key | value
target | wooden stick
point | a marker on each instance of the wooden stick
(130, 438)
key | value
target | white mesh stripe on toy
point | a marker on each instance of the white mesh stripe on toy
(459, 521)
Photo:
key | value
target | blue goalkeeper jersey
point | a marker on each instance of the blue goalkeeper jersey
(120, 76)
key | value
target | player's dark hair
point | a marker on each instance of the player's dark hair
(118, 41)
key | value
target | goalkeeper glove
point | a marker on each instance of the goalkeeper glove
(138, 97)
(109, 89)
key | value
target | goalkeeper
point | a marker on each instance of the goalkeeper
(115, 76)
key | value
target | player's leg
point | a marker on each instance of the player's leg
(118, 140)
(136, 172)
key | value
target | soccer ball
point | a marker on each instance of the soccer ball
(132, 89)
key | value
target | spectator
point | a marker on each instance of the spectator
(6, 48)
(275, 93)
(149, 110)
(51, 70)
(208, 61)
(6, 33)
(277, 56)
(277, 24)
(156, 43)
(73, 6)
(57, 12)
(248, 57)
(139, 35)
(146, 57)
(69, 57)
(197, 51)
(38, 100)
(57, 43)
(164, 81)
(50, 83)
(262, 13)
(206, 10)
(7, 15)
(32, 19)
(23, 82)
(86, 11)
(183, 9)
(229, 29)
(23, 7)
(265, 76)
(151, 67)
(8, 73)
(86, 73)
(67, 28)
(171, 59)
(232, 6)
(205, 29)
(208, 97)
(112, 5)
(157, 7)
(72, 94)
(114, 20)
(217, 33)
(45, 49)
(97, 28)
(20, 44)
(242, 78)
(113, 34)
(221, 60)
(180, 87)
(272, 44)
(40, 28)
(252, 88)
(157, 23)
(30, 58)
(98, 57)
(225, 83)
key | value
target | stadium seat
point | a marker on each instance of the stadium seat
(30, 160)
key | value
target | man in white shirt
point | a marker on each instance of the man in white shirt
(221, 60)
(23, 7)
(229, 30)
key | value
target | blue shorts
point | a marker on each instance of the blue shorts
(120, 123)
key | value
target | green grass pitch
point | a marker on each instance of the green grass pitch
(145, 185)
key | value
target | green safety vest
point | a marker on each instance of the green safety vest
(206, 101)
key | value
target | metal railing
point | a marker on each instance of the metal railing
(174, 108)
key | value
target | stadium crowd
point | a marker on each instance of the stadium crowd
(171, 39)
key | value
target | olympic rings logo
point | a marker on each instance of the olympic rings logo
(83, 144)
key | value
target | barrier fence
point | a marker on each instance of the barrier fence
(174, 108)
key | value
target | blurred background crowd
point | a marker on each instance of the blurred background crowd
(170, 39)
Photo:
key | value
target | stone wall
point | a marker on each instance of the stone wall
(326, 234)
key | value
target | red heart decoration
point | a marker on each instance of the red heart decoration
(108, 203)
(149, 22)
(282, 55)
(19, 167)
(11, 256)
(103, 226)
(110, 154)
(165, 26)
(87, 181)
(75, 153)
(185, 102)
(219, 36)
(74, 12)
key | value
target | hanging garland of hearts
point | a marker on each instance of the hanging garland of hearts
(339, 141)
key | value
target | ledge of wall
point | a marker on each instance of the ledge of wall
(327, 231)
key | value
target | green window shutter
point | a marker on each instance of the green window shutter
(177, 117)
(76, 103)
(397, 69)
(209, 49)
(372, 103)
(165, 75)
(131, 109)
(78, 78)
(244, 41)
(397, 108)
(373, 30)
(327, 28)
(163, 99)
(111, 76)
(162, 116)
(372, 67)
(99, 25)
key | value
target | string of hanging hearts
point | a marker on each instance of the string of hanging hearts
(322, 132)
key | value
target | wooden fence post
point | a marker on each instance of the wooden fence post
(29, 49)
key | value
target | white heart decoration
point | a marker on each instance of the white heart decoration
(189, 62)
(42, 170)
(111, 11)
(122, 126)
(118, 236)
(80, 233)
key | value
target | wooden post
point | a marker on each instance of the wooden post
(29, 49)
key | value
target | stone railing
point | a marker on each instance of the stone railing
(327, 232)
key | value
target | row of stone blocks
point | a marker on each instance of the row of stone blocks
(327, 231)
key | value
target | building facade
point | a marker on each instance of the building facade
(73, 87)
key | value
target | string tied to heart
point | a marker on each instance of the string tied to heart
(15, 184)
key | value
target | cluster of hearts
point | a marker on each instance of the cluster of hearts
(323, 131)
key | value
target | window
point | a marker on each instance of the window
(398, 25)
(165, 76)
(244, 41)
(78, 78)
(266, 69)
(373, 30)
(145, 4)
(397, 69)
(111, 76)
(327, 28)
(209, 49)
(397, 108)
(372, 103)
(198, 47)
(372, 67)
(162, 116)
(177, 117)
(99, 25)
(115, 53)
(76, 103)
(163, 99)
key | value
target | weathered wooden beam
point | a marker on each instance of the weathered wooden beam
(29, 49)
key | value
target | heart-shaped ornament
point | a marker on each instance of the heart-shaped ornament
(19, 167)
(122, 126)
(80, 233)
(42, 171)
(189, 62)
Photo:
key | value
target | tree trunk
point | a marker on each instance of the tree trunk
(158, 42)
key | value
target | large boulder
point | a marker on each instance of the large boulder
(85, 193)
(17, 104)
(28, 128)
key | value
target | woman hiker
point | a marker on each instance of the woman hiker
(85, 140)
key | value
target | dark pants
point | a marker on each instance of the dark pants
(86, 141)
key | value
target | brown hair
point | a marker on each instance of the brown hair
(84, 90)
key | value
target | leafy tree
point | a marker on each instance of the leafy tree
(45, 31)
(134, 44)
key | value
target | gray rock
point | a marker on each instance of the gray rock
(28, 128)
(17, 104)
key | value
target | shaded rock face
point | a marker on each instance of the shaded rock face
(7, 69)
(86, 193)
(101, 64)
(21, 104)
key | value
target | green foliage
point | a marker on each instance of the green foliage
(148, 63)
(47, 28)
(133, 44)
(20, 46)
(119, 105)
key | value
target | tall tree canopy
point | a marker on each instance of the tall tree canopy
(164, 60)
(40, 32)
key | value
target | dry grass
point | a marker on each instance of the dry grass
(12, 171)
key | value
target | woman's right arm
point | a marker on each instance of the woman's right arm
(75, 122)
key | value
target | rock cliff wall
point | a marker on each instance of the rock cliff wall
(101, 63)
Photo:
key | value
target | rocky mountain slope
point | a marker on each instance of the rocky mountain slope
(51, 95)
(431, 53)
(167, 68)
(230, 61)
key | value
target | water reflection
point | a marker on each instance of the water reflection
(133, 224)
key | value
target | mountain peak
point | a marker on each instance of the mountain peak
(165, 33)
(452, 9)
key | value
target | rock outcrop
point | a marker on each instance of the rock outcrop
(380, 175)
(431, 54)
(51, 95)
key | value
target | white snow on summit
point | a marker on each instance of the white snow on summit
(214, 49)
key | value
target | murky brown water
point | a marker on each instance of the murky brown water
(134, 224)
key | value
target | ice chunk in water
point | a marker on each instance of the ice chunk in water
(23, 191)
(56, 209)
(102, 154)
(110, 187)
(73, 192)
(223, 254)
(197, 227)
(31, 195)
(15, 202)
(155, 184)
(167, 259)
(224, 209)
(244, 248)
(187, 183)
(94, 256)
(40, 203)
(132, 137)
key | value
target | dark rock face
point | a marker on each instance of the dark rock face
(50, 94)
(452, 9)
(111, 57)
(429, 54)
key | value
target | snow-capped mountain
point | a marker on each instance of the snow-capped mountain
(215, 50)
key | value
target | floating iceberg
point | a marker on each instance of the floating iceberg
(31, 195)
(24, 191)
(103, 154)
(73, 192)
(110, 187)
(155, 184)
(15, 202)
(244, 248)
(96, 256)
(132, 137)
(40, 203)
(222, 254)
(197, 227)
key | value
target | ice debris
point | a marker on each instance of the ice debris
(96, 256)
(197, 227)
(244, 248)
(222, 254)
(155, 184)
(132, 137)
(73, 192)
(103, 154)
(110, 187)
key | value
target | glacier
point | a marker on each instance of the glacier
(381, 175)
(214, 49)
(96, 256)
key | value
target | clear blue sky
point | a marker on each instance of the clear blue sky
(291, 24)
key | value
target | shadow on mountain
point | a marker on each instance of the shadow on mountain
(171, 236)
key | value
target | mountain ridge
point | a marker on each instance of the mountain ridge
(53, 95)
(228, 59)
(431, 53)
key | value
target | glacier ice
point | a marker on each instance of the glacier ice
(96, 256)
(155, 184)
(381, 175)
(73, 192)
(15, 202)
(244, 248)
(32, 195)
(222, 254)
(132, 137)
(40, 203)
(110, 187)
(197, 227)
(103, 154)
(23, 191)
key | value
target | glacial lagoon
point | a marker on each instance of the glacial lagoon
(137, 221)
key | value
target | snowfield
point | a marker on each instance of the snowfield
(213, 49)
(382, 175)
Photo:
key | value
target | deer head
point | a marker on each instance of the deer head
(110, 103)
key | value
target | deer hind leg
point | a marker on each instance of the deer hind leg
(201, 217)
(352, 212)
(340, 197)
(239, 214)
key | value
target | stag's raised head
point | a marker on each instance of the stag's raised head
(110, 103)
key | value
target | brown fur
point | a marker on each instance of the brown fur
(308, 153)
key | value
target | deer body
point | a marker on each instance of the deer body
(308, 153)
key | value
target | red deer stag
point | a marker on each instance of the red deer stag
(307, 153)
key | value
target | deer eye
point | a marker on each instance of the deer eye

════════════════

Exercise description: Everything from the line with "point | a marker on each instance of the string tied" through the line with "target | gray rock" should be written out exactly as it appears above, end lines included, and nothing outside that range.

Solution to the exercise:
point | a marker on each instance of the string tied to heart
(15, 184)
key | value
target | cluster of hearts
point | a marker on each instance of the cluster of hearts
(323, 131)
key | value
target | window
point | a marker on each instance of the window
(398, 25)
(165, 76)
(244, 41)
(78, 78)
(266, 69)
(373, 30)
(145, 4)
(397, 69)
(111, 76)
(327, 28)
(209, 49)
(397, 108)
(372, 103)
(198, 47)
(372, 67)
(162, 116)
(177, 117)
(99, 25)
(115, 53)
(76, 103)
(163, 99)
key | value
target | weathered wooden beam
point | a marker on each instance of the weathered wooden beam
(29, 49)
key | value
target | heart-shaped ornament
point | a marker on each instance of the heart-shaped ornament
(19, 167)
(122, 126)
(80, 233)
(42, 171)
(189, 62)
Photo:
key | value
target | tree trunk
point | a marker on each instance of the tree trunk
(158, 42)
key | value
target | large boulder
point | a marker on each instance of the large boulder
(85, 193)
(17, 104)
(28, 128)
key | value
target | woman hiker
point | a marker on each instance of the woman hiker
(85, 140)
key | value
target | dark pants
point | a marker on each instance of the dark pants
(86, 141)
key | value
target | brown hair
point | a marker on each instance of the brown hair
(84, 90)
key | value
target | leafy tree
point | a marker on each instance of the leafy tree
(45, 31)
(134, 44)
key | value
target | gray rock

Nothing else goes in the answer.